*What is required*. Turn the part of the listing below that opens with the line containing "Target: metal guardrail" and runs through the end of the listing into a numbered list, leaving out any blank lines. Include both ends and nothing else.

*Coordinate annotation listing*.
* START *
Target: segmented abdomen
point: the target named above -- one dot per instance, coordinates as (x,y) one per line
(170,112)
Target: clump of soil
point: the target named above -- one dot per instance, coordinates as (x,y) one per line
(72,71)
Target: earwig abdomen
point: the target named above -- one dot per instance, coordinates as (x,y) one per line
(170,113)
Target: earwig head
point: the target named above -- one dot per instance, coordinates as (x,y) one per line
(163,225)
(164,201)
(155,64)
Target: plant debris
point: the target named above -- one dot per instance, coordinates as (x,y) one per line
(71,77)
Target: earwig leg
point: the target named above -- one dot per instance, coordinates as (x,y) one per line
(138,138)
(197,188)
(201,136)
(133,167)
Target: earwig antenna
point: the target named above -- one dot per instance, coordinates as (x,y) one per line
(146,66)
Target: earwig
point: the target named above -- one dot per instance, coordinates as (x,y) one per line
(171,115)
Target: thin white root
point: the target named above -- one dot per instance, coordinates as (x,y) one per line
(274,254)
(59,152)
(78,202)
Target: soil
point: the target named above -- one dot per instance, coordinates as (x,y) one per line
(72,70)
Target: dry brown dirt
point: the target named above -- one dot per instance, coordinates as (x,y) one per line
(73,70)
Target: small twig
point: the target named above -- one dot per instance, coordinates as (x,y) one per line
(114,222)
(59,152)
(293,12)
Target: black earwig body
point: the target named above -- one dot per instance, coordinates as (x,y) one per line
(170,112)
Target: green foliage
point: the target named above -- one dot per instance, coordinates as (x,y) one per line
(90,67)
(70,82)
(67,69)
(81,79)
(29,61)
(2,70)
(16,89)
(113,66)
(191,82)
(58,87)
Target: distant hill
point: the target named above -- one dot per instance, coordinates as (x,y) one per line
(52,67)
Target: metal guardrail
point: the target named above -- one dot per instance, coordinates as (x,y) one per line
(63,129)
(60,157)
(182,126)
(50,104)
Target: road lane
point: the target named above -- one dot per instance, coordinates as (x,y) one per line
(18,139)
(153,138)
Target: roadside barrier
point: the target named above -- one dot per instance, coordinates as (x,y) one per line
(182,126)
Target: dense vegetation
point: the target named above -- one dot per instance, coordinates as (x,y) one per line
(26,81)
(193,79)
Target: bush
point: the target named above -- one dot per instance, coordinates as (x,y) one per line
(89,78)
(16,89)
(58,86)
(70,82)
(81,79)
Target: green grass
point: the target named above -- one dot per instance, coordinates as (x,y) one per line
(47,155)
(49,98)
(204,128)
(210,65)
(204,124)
* END *
*Full answer*.
1. Target: metal guardrail
2. point: the target named above -- one dot per instance, coordinates as (x,y) one per line
3. (63,129)
4. (60,157)
5. (182,126)
6. (50,104)
7. Target: road lane
8. point: the target named above -- one dot per instance, coordinates as (x,y) one per line
9. (18,139)
10. (153,138)
11. Target: roadside barrier
12. point: the target named above -- one dot per instance, coordinates as (x,y) one per line
13. (182,126)
14. Target: dense vegetation
15. point: the target named above -- one dot per instance, coordinates as (x,y) one per line
16. (26,81)
17. (193,79)
18. Target: bush
19. point: the target named above -- one dot per instance, coordinates as (x,y) one per line
20. (89,78)
21. (16,89)
22. (58,86)
23. (70,82)
24. (81,79)
25. Target: green grass
26. point: the target named above -- one dot per instance, coordinates as (x,y) one per line
27. (47,155)
28. (49,98)
29. (204,128)
30. (210,65)
31. (204,124)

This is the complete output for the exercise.